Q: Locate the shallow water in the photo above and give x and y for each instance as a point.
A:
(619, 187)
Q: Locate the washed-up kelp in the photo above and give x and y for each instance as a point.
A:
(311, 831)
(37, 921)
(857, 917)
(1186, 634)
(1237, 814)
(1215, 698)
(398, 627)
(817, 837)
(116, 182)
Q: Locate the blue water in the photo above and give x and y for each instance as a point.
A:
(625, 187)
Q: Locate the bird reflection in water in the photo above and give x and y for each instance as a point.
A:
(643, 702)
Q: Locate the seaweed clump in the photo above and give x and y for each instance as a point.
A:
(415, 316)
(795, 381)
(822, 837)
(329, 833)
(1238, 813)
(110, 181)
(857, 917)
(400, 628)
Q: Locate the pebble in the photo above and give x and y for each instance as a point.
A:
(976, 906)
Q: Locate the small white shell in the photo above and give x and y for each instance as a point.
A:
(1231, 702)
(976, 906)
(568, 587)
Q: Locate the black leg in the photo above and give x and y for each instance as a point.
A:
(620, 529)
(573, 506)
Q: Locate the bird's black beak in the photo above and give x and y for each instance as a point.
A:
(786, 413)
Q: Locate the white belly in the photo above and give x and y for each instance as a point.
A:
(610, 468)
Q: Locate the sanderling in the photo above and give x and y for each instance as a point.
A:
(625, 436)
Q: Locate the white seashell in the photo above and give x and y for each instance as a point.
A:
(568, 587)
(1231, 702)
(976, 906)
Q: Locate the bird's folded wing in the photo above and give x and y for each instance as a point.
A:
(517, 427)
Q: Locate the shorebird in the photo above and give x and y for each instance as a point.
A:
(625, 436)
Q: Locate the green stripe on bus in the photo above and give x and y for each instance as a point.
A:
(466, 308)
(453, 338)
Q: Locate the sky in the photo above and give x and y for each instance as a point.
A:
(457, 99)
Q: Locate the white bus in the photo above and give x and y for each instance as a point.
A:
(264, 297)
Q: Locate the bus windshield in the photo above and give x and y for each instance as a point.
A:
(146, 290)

Task brief:
Rewrite all of the entries above, replacing each "Locate" with "Find" and keeping everything else the same.

Task answer:
Q: Find the shallow water in the photo above and give x and y for each instance as a point.
A:
(619, 187)
Q: Find the washed-up kelp in the photo above and give x and y for each instance as a point.
A:
(311, 831)
(37, 921)
(857, 917)
(1186, 634)
(1237, 814)
(1215, 698)
(398, 627)
(817, 837)
(116, 182)
Q: Find the blue water in the photo above and give x and y for each instance as a point.
A:
(625, 187)
Q: Find the bird reflection in water in the photo above and give x and y for each instance as a point.
A:
(643, 702)
Q: Find the seaweed clump in the photo above and give x and y for each instance as a point.
A:
(415, 316)
(795, 381)
(822, 837)
(329, 833)
(1238, 813)
(110, 181)
(857, 917)
(400, 628)
Q: Find the pebble in the photo above and give x and y for each instance as a point.
A:
(976, 906)
Q: Find the small white shell in the photo above and give x and y for each instance as a point.
A:
(1231, 702)
(976, 906)
(568, 587)
Q: Find the black leg in the photo above and give x and y for each instance as a point.
A:
(620, 529)
(573, 506)
Q: Find the bird's black beak in the photo above and give x and y for each instance as a point.
A:
(786, 413)
Q: Find the white belly in the photo above and give x and y for each instance as a point.
A:
(610, 468)
Q: Find the sanderling in the photo above and give x and y for each instance as a point.
A:
(625, 436)
Q: Find the white seashell in the photo above and give x and y for each instance as a point.
A:
(568, 587)
(1231, 702)
(976, 906)
Q: Find the bird's folded wing in the photo above and give x and y for each instance as a point.
A:
(517, 427)
Q: Find the shorebird in the photo above and give x and y for each instance as a point.
A:
(625, 436)
Q: Find the green stripe on bus in the photo above and give x and y for each instance as a point.
A:
(466, 308)
(453, 338)
Q: Find the sky in the photo above and give x and y for each instance as a point.
A:
(457, 99)
Q: Find the white bus in the photo above and give x and y for each instance as a point.
A:
(264, 297)
Q: Find the bus windshield in the photo above and give x and y for each instance as a point.
A:
(146, 290)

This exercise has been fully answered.